**Task item:** For each record below, retype the text exactly and omit any image.
--*--
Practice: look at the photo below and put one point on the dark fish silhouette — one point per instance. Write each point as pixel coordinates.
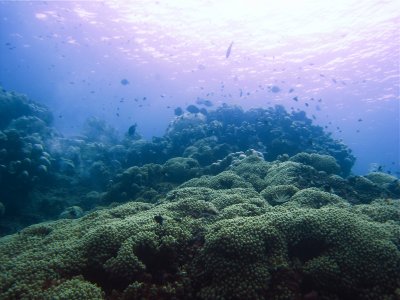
(228, 52)
(193, 109)
(178, 111)
(159, 219)
(132, 130)
(124, 81)
(204, 111)
(275, 89)
(205, 102)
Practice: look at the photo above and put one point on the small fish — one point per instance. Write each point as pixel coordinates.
(132, 130)
(159, 219)
(178, 111)
(228, 52)
(124, 81)
(275, 89)
(193, 109)
(204, 111)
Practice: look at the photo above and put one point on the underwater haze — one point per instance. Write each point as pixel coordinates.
(200, 149)
(338, 62)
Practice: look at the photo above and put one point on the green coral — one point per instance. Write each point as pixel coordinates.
(180, 169)
(279, 194)
(214, 237)
(319, 162)
(224, 180)
(74, 289)
(315, 198)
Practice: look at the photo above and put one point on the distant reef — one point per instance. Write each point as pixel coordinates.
(231, 204)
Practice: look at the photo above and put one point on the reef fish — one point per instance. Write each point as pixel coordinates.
(178, 111)
(124, 81)
(228, 52)
(193, 109)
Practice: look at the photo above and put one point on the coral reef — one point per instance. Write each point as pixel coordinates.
(212, 237)
(228, 204)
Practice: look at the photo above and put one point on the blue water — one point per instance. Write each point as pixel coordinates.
(136, 62)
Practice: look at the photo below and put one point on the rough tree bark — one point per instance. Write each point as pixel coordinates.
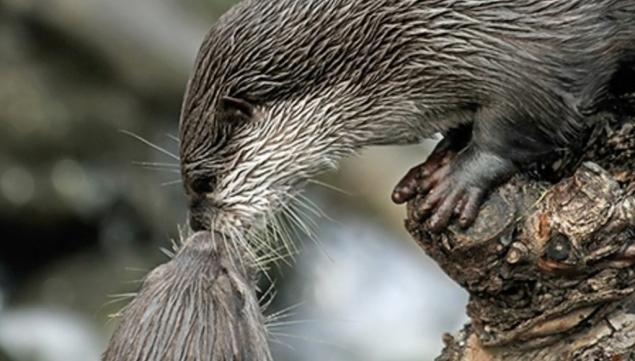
(550, 268)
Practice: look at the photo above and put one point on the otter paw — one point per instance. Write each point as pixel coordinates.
(409, 186)
(447, 197)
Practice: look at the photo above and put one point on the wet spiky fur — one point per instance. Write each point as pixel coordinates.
(200, 306)
(328, 77)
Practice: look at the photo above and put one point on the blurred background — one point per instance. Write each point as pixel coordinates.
(83, 213)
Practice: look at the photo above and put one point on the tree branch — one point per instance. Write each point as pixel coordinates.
(550, 267)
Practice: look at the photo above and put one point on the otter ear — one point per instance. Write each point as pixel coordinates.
(236, 110)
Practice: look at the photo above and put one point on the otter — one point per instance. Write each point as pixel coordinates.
(283, 89)
(201, 305)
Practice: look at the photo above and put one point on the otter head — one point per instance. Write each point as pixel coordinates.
(242, 160)
(255, 124)
(276, 97)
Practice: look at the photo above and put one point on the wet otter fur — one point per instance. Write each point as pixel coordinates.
(199, 306)
(283, 89)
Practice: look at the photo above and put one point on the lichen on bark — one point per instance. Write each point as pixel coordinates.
(550, 267)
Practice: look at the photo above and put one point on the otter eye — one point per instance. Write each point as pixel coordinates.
(203, 184)
(236, 110)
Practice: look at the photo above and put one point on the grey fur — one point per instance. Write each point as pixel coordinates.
(200, 306)
(329, 77)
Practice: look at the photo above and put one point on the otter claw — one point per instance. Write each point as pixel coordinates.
(410, 184)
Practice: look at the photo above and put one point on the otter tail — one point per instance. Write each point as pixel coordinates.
(201, 305)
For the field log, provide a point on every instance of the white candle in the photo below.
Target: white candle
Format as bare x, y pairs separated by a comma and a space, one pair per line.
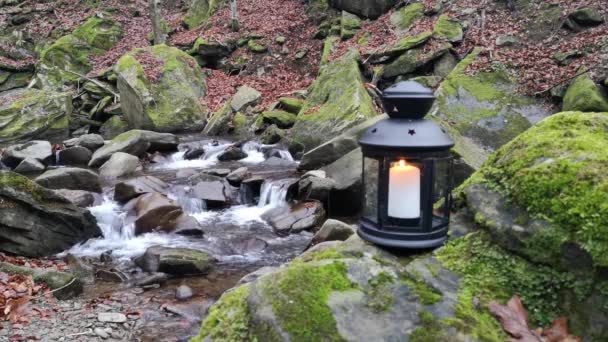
404, 191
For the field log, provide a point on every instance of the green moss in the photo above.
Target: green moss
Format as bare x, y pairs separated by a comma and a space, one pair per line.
556, 171
449, 28
228, 319
490, 273
302, 311
586, 96
405, 17
430, 329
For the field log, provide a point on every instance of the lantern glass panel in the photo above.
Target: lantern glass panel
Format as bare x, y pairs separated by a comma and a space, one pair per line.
370, 182
441, 190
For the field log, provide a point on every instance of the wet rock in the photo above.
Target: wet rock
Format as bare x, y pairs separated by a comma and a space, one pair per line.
232, 153
29, 165
236, 177
155, 212
333, 230
79, 198
76, 155
90, 141
111, 317
119, 165
69, 285
37, 149
135, 142
70, 178
291, 220
175, 261
132, 188
214, 193
154, 278
183, 292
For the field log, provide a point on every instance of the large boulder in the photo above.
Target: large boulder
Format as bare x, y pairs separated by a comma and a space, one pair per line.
176, 261
484, 111
70, 178
134, 142
586, 96
32, 113
168, 101
367, 8
544, 194
68, 57
35, 222
337, 101
39, 150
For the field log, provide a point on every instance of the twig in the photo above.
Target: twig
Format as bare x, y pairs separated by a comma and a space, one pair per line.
95, 82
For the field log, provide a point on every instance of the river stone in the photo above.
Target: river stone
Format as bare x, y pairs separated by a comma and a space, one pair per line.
70, 178
294, 219
483, 112
79, 198
367, 8
169, 104
333, 230
337, 147
337, 101
36, 222
76, 155
67, 285
367, 295
237, 176
119, 165
135, 142
154, 211
37, 149
175, 261
90, 141
32, 113
29, 165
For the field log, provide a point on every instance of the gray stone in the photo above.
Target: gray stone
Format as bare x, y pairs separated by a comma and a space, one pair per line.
333, 230
70, 178
37, 149
79, 198
120, 164
77, 155
245, 96
175, 261
132, 188
29, 165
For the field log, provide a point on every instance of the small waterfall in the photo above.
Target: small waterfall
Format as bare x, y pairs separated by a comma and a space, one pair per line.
274, 193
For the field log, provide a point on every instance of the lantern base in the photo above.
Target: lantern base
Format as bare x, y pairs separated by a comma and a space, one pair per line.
402, 239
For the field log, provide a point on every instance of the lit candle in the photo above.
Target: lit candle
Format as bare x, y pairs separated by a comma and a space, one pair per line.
404, 191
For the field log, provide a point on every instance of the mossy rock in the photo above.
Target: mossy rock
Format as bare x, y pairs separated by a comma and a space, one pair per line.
484, 111
413, 59
448, 28
550, 192
347, 291
586, 96
405, 18
169, 103
337, 101
72, 52
26, 114
201, 10
280, 118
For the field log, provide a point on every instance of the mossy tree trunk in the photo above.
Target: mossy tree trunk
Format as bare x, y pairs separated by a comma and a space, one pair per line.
156, 18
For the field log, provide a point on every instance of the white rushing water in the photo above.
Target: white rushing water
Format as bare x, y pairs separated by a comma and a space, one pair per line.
119, 237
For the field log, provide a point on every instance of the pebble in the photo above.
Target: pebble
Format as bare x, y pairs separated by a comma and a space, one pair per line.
111, 317
183, 292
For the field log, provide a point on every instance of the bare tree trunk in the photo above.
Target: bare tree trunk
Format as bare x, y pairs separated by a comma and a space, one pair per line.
234, 15
157, 18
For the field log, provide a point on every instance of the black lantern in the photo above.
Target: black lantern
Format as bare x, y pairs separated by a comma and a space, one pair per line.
407, 173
--*--
**Exercise solution:**
Practice: look at the photo below and put one point on the dark fish silhouette — one point per instance. Write each point as pixel coordinates.
(228, 52)
(193, 109)
(178, 111)
(159, 219)
(132, 130)
(124, 81)
(204, 111)
(275, 89)
(205, 102)
Practice: look at the photo above and put one point on the small fish — one point per instance. Write each point as pixel coordinates.
(132, 130)
(159, 219)
(178, 111)
(228, 52)
(124, 81)
(275, 89)
(193, 109)
(204, 111)
Practice: look at the photo above and put one point on the underwater haze — one point per instance. Write each point as pixel coordinates.
(200, 149)
(338, 62)
Practice: look at the photo above and put one point on the green coral — one point per instance. Write each point as pixel coordinates.
(180, 169)
(279, 194)
(214, 237)
(319, 162)
(224, 180)
(74, 289)
(315, 198)
Practice: look at the photo above and put one point on the distant reef — one point per instance. Write each point as pixel coordinates.
(231, 204)
Practice: look at the photo above and put one point on the reef fish — one point per instance. Write each point as pixel coordinates.
(178, 111)
(124, 81)
(228, 52)
(193, 109)
Practice: look at the photo above and put one point on the coral reef — one point per instance. Write each point as pixel coordinates.
(212, 237)
(228, 204)
Practice: look at the photo above and put one point on the blue water — one point per instance. Write each point as pixel coordinates.
(136, 62)
Practice: look at the photo below and put one point on the rough tree bark — one point per instance. Write each point as pixel coordinates.
(550, 268)
Practice: look at the photo above and put one point on the otter paw — one point per instance. Write each point as pixel coordinates.
(409, 186)
(447, 197)
Practice: look at the photo above and put one point on the wet spiky fur — one point per instance. Write each point as pixel coordinates.
(200, 306)
(328, 77)
Practice: look at the photo above and put one point on the blurred background — one point per instance. Write each point as pixel coordinates.
(83, 213)
Practice: look at the photo above and put one point on the tree branch — one point per instance. Write each point as pixel coordinates.
(550, 267)
Practice: look at the photo above and put one point on the otter ear — one point per instance. Write each point as pixel coordinates.
(236, 110)
Practice: look at the photo above and put one point on the otter — one point per instance. Write each point as pixel coordinates.
(283, 89)
(201, 305)
Practice: look at the photo above and put one point on the otter head — one point per instance. Write each point as pixel coordinates.
(242, 160)
(255, 124)
(276, 97)
Practice: look at the photo above and put one point on the wet otter fur — one point per instance. Write each point as pixel coordinates.
(199, 306)
(283, 89)
Practice: look at the photo above and put one point on the lichen on bark — one point per instance. Write each point as pixel coordinates.
(550, 267)
Practice: look at the photo above and put one point on the otter eye — one point per instance. Write each point as pixel coordinates.
(203, 184)
(236, 110)
Practice: look at the photo above and put one point on the grey fur — one point per instance. Write each point as pixel coordinates.
(200, 306)
(329, 77)
Practice: look at the photo above and put one point on the otter claw — one point per instance. Write each point as pixel coordinates.
(410, 184)
Practice: look at the photo above and put one point on the otter tail — one point per instance. Write each point as pixel coordinates.
(201, 305)
For the field log, provide a point on every instance of the white candle in the photo below.
Target: white candle
Format as bare x, y pairs separated by a comma and a space, one pair per line.
404, 191
For the field log, provide a point on every instance of the green moss in the photo above.
Target: green moss
Format as bare x, y pairs separated by a comma and a space, one pair per line.
556, 171
449, 28
228, 319
490, 273
302, 311
586, 96
405, 17
430, 329
For the field log, provide a point on every instance of the lantern glass panel in the photo above.
Target: lantern glass panel
Format as bare x, y pairs separated by a comma and a space, one pair per line.
370, 182
441, 190
For the field log, provide a point on every instance of the wet rock in the photo above.
Target: wet rock
Format as bare x, y pairs separated by a comma and a space, one pair per line.
232, 153
29, 165
236, 177
155, 212
333, 230
79, 198
76, 155
90, 141
111, 317
119, 165
69, 285
37, 149
135, 142
70, 178
291, 220
175, 261
132, 188
214, 193
154, 278
183, 292
For the field log, provide a point on every instance of the large boulder in the photo above.
Target: large boulder
Format as bare x, y pairs separated by a comma and a space, one pair per line.
176, 261
484, 111
70, 178
134, 142
586, 96
32, 113
168, 101
367, 8
544, 194
68, 57
35, 222
337, 101
39, 150
For the field log, provide a point on every instance of the twig in the photo above.
Target: twig
Format as bare x, y pairs separated by a comma and a space, one pair per line.
95, 82
For the field log, provide a point on every instance of the river stone in the photo above.
Target: river stone
Format as bare x, y pairs separated by a comma and a space, one pair per line.
70, 178
294, 219
483, 112
79, 198
367, 8
169, 104
333, 230
337, 147
337, 101
36, 222
76, 155
67, 285
367, 295
237, 176
119, 165
135, 142
154, 211
37, 149
175, 261
90, 141
32, 113
29, 165
For the field log, provide a point on every instance of the gray stone in the photo above.
Target: gray stone
Format as bare x, y pairs separated by a comma and a space, one pair per line.
333, 230
70, 178
37, 149
79, 198
120, 164
77, 155
245, 96
175, 261
132, 188
29, 165
For the field log, provide a point on every instance of the small waterfall in the photo above.
Target: small waterfall
Format as bare x, y pairs separated by a comma and a space, one pair per line.
274, 193
For the field log, provide a point on every instance of the lantern base in the photo above.
Target: lantern base
Format as bare x, y pairs separated by a comma and a space, one pair per line.
402, 239
For the field log, provide a point on every instance of the lit candle in the photo above.
Target: lit candle
Format as bare x, y pairs separated by a comma and a space, one pair per line.
404, 191
For the field log, provide a point on every instance of the mossy rock in the photo above.
Target: mossy rock
Format as bare x, y pairs separated by a comma and a space, one pair per line.
484, 111
413, 59
448, 28
550, 192
347, 291
586, 96
405, 18
169, 103
337, 101
72, 52
26, 114
201, 10
280, 118
For the field log, provide a point on every instance of the mossy tree trunk in the photo above.
Target: mossy tree trunk
Format as bare x, y pairs separated by a comma and a space, one pair per line.
156, 18
For the field log, provide a point on every instance of the white rushing water in the photo above.
Target: white rushing water
Format as bare x, y pairs separated by a comma and a space, one pair per line.
119, 237
For the field log, provide a point on every instance of the pebble in the photo above.
Target: pebble
Format as bare x, y pairs separated by a comma and a space, one pair per line.
111, 317
183, 292
For the field log, provide a point on every instance of the bare tree trunk in the photo above.
Target: bare tree trunk
Format as bare x, y pairs separated by a comma and a space, one pair per line.
234, 15
157, 18
For the field log, provide a point on every instance of the black lantern in the photo above.
Target: black lantern
Format as bare x, y pairs separated by a comma and a space, one pair per line.
407, 173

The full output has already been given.